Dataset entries
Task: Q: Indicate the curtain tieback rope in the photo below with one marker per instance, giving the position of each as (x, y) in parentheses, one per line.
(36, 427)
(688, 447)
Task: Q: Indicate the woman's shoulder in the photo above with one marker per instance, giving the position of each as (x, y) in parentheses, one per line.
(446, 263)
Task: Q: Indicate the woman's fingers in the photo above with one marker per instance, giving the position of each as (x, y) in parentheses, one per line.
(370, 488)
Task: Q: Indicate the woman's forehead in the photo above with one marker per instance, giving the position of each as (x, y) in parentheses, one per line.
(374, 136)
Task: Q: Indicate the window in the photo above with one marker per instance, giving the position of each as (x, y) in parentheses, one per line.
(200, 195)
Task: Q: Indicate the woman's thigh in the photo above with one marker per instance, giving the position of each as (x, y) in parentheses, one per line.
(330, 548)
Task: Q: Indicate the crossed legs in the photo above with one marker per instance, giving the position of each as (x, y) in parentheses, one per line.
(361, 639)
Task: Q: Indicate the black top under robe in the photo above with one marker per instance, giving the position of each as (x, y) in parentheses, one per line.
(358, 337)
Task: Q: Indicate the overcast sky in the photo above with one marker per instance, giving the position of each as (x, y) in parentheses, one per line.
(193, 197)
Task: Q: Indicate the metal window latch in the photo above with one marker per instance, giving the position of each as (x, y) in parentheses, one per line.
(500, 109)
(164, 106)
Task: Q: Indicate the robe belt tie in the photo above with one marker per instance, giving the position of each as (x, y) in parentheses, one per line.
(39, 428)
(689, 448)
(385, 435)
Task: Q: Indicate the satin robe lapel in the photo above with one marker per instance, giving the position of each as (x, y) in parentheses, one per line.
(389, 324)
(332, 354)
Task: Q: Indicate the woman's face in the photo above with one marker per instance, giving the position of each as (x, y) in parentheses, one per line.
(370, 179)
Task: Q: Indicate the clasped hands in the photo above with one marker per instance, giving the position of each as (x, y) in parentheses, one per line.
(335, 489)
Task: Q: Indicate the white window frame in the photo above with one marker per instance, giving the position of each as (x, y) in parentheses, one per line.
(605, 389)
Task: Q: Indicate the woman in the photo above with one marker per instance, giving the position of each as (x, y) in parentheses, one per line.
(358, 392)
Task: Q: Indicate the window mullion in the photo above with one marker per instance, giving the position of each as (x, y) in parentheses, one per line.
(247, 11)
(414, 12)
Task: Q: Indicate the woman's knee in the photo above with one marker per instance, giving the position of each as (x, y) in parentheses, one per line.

=== TASK TO CARRY OUT ===
Go through the records above and repeat each one exactly.

=== SOLVED PROBLEM ===
Task: Q: Indicate the curtain tieback rope in the photo below with one marker per instance, giving the position of each as (x, y) in parentheses, one per line.
(36, 427)
(688, 447)
Task: Q: Indicate the woman's shoulder in the photo above with one marker per instance, giving the position of each as (x, y) in parentheses, one per line.
(446, 263)
Task: Q: Indicate the woman's fingers in the photo above with one marker per instance, giving the position of each as (x, y) in parentheses, one per line.
(370, 488)
Task: Q: Indicate the woman's forehead in the photo above with one marker per instance, giving the position of each as (x, y) in parentheses, one per line.
(374, 136)
Task: Q: Indicate the window in the photo above with one marker per instance, giving the position of each as (x, y) in parentheses, one per line.
(200, 195)
Task: Q: Indicate the woman's thigh in the photo above with one marker per instance, giving the position of each as (x, y) in parentheses, one per line.
(330, 548)
Task: Q: Indicate the crossed legs in the photo above with one marker per instance, giving the position of each as (x, y) in parentheses, one per line.
(361, 639)
Task: Q: Indicate the black top under robe in the photo above with one marker per instance, giving the position of each as (x, y) in parentheses, one per line.
(358, 337)
Task: Q: Indicate the overcast sky in the photo above with one marker per instance, giving the position of each as (x, y) in parentheses, one per line.
(193, 197)
Task: Q: Indicate the metal window latch in the photo above with one marker per instance, giving the position of each as (x, y) in parentheses, one per line.
(500, 109)
(164, 106)
Task: Q: Indicate the robe belt tie in the photo above with one marker per instance, giving the position of each as (x, y) in parentheses, one per line.
(39, 428)
(689, 448)
(385, 435)
Task: Q: Indicate the satin robe lapel in the photo above with one marker per instance, giving the position of each as (x, y) in parentheses, one per line.
(389, 324)
(332, 354)
Task: Q: Indicate the woman's face in the photo above with one marker per instance, giving the position of each as (x, y) in parentheses, one per line.
(370, 179)
Task: Q: Indicate the clasped hands in the photo above with one marker per instance, giving the position of each as (x, y) in parentheses, one per line.
(335, 489)
Task: Q: Indicate the white window frame in the photo above with one marker per instance, giving the position of each as (x, y) in parentheses, one per line.
(605, 389)
Task: Q: Indicate the woman in the photo above with one marker per instance, giving the position of each as (x, y) in parentheses, one per line.
(358, 392)
Task: Q: Indicate the window mullion in the photo above with one marker per instance, giving the position of each as (x, y) in parentheses, one per line.
(247, 11)
(414, 12)
Task: Q: Indicate the woman's knee in the photo above with one marker per instance, giving the position of each as (x, y) in parentheses, one per line.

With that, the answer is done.